┏━━
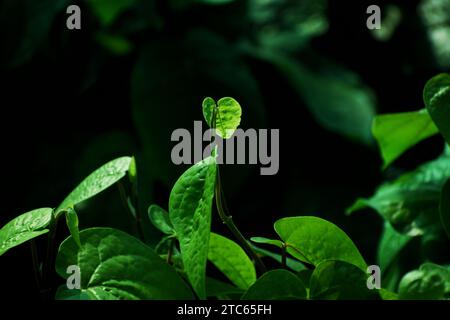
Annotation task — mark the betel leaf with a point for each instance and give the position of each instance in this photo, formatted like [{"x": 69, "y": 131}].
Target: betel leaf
[
  {"x": 232, "y": 261},
  {"x": 410, "y": 203},
  {"x": 72, "y": 224},
  {"x": 397, "y": 132},
  {"x": 160, "y": 219},
  {"x": 228, "y": 115},
  {"x": 276, "y": 243},
  {"x": 24, "y": 227},
  {"x": 314, "y": 240},
  {"x": 276, "y": 285},
  {"x": 291, "y": 263},
  {"x": 96, "y": 182},
  {"x": 445, "y": 207},
  {"x": 430, "y": 282},
  {"x": 436, "y": 96},
  {"x": 115, "y": 265},
  {"x": 190, "y": 206},
  {"x": 339, "y": 280},
  {"x": 390, "y": 246}
]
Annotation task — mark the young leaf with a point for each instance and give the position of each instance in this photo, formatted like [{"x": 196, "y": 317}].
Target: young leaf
[
  {"x": 436, "y": 96},
  {"x": 115, "y": 265},
  {"x": 190, "y": 206},
  {"x": 445, "y": 207},
  {"x": 232, "y": 260},
  {"x": 228, "y": 115},
  {"x": 397, "y": 132},
  {"x": 430, "y": 282},
  {"x": 313, "y": 240},
  {"x": 72, "y": 224},
  {"x": 160, "y": 219},
  {"x": 96, "y": 182},
  {"x": 339, "y": 280},
  {"x": 276, "y": 285},
  {"x": 24, "y": 227},
  {"x": 276, "y": 243},
  {"x": 410, "y": 203}
]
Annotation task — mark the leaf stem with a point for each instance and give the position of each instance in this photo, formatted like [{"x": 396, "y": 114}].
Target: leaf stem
[
  {"x": 228, "y": 220},
  {"x": 170, "y": 251},
  {"x": 283, "y": 256},
  {"x": 135, "y": 215},
  {"x": 35, "y": 260}
]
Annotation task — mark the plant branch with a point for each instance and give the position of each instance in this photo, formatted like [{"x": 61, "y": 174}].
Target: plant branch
[{"x": 135, "y": 215}]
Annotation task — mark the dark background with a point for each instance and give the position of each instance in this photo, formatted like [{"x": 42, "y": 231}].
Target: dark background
[{"x": 73, "y": 100}]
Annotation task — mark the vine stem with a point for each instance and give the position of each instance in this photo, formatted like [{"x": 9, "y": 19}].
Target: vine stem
[
  {"x": 170, "y": 251},
  {"x": 35, "y": 260},
  {"x": 227, "y": 218},
  {"x": 135, "y": 215},
  {"x": 283, "y": 256}
]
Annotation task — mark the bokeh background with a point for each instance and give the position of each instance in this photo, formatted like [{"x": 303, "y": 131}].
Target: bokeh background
[{"x": 138, "y": 69}]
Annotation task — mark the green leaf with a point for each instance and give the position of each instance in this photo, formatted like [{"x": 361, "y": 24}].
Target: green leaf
[
  {"x": 397, "y": 132},
  {"x": 115, "y": 265},
  {"x": 276, "y": 243},
  {"x": 216, "y": 288},
  {"x": 24, "y": 227},
  {"x": 160, "y": 219},
  {"x": 108, "y": 10},
  {"x": 232, "y": 260},
  {"x": 314, "y": 240},
  {"x": 276, "y": 285},
  {"x": 430, "y": 282},
  {"x": 436, "y": 96},
  {"x": 445, "y": 207},
  {"x": 390, "y": 246},
  {"x": 96, "y": 182},
  {"x": 63, "y": 293},
  {"x": 410, "y": 203},
  {"x": 190, "y": 206},
  {"x": 339, "y": 280},
  {"x": 72, "y": 224},
  {"x": 290, "y": 263},
  {"x": 228, "y": 115}
]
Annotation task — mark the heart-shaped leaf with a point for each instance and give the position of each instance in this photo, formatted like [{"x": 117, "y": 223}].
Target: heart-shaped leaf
[
  {"x": 24, "y": 227},
  {"x": 190, "y": 206},
  {"x": 339, "y": 280},
  {"x": 228, "y": 115},
  {"x": 160, "y": 219},
  {"x": 436, "y": 96},
  {"x": 276, "y": 285},
  {"x": 232, "y": 260},
  {"x": 96, "y": 182},
  {"x": 115, "y": 265},
  {"x": 314, "y": 240}
]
┗━━
> **TO DO**
Rewrite the material as a numbered list, omitting blank lines. Begin at the line that contains "Annotation task — mark the heart-shaped" and continue through the end of the material.

> **EXERCISE SOLUTION**
1. Annotation task — mark the heart-shaped leaf with a point for each instance and give the position of each instance in this photo, formatted like [{"x": 117, "y": 223}].
2. Target: heart-shaped leaf
3. [
4.   {"x": 24, "y": 227},
5.   {"x": 190, "y": 206},
6.   {"x": 339, "y": 280},
7.   {"x": 228, "y": 115},
8.   {"x": 160, "y": 219},
9.   {"x": 436, "y": 96},
10.   {"x": 276, "y": 285},
11.   {"x": 232, "y": 260},
12.   {"x": 96, "y": 182},
13.   {"x": 115, "y": 265},
14.   {"x": 314, "y": 240}
15. ]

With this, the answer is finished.